→ **Task objective**
In this exercise, return each entry exactly as given.

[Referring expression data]
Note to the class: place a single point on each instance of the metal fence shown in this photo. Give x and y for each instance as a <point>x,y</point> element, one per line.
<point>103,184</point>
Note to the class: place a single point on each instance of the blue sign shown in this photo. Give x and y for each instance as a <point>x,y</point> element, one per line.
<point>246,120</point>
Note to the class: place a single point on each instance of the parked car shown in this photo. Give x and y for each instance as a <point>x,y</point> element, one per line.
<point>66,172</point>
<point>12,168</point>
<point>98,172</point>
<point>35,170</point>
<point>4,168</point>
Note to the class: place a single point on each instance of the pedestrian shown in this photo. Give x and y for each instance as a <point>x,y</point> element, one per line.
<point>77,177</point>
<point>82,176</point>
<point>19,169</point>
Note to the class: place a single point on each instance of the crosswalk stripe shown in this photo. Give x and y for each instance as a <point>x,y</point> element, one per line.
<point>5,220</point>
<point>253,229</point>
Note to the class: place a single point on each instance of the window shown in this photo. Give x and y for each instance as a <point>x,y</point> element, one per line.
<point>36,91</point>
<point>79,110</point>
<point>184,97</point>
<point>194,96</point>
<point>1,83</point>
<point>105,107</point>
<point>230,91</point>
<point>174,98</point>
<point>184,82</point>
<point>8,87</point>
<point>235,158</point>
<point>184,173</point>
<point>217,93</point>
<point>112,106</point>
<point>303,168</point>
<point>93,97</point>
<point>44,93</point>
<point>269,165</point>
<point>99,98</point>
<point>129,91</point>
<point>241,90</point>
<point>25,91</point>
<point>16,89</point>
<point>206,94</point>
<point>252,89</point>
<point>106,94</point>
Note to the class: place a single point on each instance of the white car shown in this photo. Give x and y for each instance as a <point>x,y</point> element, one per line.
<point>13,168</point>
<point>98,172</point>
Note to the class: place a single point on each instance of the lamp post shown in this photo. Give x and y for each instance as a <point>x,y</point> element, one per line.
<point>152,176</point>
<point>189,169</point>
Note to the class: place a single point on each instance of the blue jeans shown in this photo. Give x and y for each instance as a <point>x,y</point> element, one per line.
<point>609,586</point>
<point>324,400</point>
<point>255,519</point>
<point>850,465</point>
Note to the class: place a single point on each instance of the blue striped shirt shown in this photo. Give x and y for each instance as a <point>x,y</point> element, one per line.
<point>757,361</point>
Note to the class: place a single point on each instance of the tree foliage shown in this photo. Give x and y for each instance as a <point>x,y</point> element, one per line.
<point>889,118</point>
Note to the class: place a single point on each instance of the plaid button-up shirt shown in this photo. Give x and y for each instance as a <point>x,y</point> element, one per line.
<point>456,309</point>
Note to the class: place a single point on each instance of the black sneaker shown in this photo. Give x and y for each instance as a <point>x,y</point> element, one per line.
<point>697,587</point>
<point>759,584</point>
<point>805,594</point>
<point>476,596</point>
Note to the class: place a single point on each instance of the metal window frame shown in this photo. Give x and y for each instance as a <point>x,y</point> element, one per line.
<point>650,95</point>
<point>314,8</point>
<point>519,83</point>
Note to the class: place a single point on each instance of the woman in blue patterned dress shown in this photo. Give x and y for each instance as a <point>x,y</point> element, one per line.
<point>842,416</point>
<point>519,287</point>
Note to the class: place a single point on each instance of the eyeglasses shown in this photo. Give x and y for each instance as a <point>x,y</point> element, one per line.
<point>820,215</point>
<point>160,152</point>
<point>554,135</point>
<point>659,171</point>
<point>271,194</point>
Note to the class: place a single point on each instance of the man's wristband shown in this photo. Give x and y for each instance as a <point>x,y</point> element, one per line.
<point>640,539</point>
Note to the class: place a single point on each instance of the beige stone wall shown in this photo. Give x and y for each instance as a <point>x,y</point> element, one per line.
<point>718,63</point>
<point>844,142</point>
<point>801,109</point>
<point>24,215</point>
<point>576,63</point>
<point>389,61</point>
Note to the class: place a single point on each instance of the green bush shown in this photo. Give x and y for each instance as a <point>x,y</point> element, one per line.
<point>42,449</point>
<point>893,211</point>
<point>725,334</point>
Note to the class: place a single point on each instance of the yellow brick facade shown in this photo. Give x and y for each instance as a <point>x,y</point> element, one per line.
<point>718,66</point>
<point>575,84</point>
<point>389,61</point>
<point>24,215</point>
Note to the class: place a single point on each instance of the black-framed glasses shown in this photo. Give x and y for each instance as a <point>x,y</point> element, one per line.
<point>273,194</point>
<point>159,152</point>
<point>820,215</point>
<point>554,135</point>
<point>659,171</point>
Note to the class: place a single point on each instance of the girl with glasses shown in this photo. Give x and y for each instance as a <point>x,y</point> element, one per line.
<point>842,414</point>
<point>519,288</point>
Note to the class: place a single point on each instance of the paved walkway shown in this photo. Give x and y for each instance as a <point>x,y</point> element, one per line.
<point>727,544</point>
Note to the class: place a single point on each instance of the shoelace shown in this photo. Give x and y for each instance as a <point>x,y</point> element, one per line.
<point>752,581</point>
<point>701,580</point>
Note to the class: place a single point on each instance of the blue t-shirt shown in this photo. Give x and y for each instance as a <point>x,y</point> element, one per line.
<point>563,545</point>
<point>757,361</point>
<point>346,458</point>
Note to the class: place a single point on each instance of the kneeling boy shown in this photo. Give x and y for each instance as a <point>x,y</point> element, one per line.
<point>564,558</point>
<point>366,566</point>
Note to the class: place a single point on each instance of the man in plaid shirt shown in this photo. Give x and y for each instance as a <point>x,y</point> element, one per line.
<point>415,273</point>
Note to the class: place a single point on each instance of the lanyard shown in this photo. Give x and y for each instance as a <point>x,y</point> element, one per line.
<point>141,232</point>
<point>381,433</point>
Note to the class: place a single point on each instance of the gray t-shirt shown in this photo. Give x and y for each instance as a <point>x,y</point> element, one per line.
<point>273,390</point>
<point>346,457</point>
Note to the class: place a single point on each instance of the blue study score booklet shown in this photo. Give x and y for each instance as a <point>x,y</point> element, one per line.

→ **Written response**
Note to the class: place a single point on each instance of the metal fence shown in this photo. Give x and y for each instance as a <point>x,y</point> element, one per line.
<point>103,184</point>
Note to the class: place a single point on each instance of the blue sign shown in this photo. Give x and y for each instance as a <point>x,y</point> element, one per line.
<point>246,120</point>
Note to the class: place a single point on each instance of the parked car shown in this photo. Give x and y for each instance as a <point>x,y</point> element, one per line.
<point>66,172</point>
<point>12,168</point>
<point>98,172</point>
<point>35,170</point>
<point>4,168</point>
Note to the class: place a single point on each instance of the pedestrian shown in this photo. Give x and y for each instance as a <point>x,y</point> element, one per line.
<point>77,177</point>
<point>82,176</point>
<point>19,169</point>
Note to the class: place a single point on each instance of the crosswalk stripe shown in this photo. Give x and y for each instance as a <point>x,y</point> element, one per line.
<point>5,220</point>
<point>253,229</point>
Note to the class: place a single point on each instance of the window shown in this photo. Give x and y for each instance as a <point>x,y</point> element, one per line.
<point>36,91</point>
<point>79,110</point>
<point>184,97</point>
<point>194,96</point>
<point>1,83</point>
<point>105,107</point>
<point>230,91</point>
<point>174,98</point>
<point>184,82</point>
<point>8,87</point>
<point>235,158</point>
<point>184,173</point>
<point>217,93</point>
<point>112,106</point>
<point>303,168</point>
<point>93,97</point>
<point>44,93</point>
<point>269,165</point>
<point>99,98</point>
<point>129,91</point>
<point>241,90</point>
<point>25,91</point>
<point>16,89</point>
<point>206,94</point>
<point>252,89</point>
<point>106,94</point>
Note to the class: place a single point on each instance of the white car shown in this photo. Give x and y for each instance as a <point>x,y</point> element, one per line.
<point>13,168</point>
<point>98,172</point>
Note to the class: place a single point on each instance of the lamp post shown in this photo. Give x and y for each instance as a <point>x,y</point> element, one per line.
<point>152,176</point>
<point>189,169</point>
Note to the class: place a single point on each instance of the blue jeans shown in this photo. Give x and y for each instance as a <point>x,y</point> element, one per line.
<point>609,586</point>
<point>324,400</point>
<point>255,519</point>
<point>850,465</point>
Note to the class: place a single point on each instance of the blue striped shirt shown in this photo. Give x and y for each instance as a <point>x,y</point> element, one per line.
<point>757,361</point>
Note to the class: place a single point on each instance of the tree foliage shown in this photo. Give x and y for each instance as a <point>x,y</point> element, one per line.
<point>889,118</point>
Note to the class: place a single point on each instance of the plaid button-up shirt shown in this photo. Give x and y for each instance as a <point>x,y</point> element, one per line.
<point>456,309</point>
Note to the class: place a single point on each instance of the black sneaker shown in this photo. Give x and y for each instance as a <point>x,y</point> element, one per line.
<point>697,587</point>
<point>759,584</point>
<point>805,594</point>
<point>476,596</point>
Note to the class: place a single point on each instance of the metal window frame shown in this photo. Give x and y for each instance as a <point>x,y</point> element, one per line.
<point>650,95</point>
<point>314,8</point>
<point>519,83</point>
Note to the class: place a single point on each instance of the woman in blue patterned dress shown in this photo. Give x and y for each instance as a <point>x,y</point> element, one per line.
<point>842,416</point>
<point>519,287</point>
Note to the class: place a single point on each instance of the eyeglasses shown in this photo. Give x and y for each instance as a <point>x,y</point> element, one per line.
<point>820,215</point>
<point>160,152</point>
<point>554,135</point>
<point>659,171</point>
<point>271,194</point>
Note to the class: place a single point on each instance of the man's wristband shown in this photo. Give x and y for each instance as a <point>x,y</point> element, one per line.
<point>640,539</point>
Note to the class: place a single point on each instance of the beige stone wall shown in this photo. Give x and y for each instance as a <point>x,y</point> element, one per line.
<point>718,63</point>
<point>844,142</point>
<point>801,109</point>
<point>24,215</point>
<point>576,63</point>
<point>389,61</point>
Note to the class: place a single point on each instance of the green bush shown in this photo. Give x and y for each instance as a <point>x,y</point> element, one per line.
<point>42,449</point>
<point>893,211</point>
<point>725,334</point>
Note to the class: place a single point on each instance of the yellow brick facade shown in this photo. Give x and y for each instance as a <point>x,y</point> element, one per line.
<point>718,66</point>
<point>575,84</point>
<point>389,61</point>
<point>24,215</point>
Note to the class: place a single point on each instance of the black-framed glasses shown in this photo. Give x and y for each instance as a <point>x,y</point> element, one per line.
<point>273,194</point>
<point>159,152</point>
<point>820,215</point>
<point>554,135</point>
<point>659,171</point>
Note to the class: place a single point on each instance of the girl with glasses shown in this photo. Give x and y for each instance as a <point>x,y</point> element, one per line.
<point>842,414</point>
<point>519,288</point>
Note to the class: place a single point on each instance of the paved walkway shown in this photo. Give x and y for each instance as a <point>x,y</point> element, one per line.
<point>727,544</point>
Note to the class: place a single point on each instance of the shoelace shown in this photo. Give x and y for each instance as a <point>x,y</point> element, one per line.
<point>752,581</point>
<point>701,580</point>
Note to the class: place a single point on each instance of the blue t-shirt shown in this photo. Give x and y for each instance as a <point>x,y</point> element, one per line.
<point>563,545</point>
<point>757,361</point>
<point>346,458</point>
Note to the class: place a single point on each instance of the kneeling boy shown in this photo. Give x and y for each instance as a <point>x,y</point> element, one per line.
<point>564,558</point>
<point>366,566</point>
Note to the class: place a single point on each instance of the man in plaid shirt shown in this photo. Give x and y for each instance as a <point>x,y</point> element, one per line.
<point>415,273</point>
Note to the class: place a single point on each instance of the lanyard shown in this photo. Give x and y for each instance as a <point>x,y</point> element, one per line.
<point>141,232</point>
<point>381,433</point>
Note to the class: place a single point on each instance of the gray t-shirt shown in this photo. Give x and y for each instance as a <point>x,y</point> element, one per line.
<point>273,390</point>
<point>346,457</point>
Note to the class: place a single point on each instance of the blue study score booklet shown in this photo. Give x and y for each instance as a <point>x,y</point> element, one per line.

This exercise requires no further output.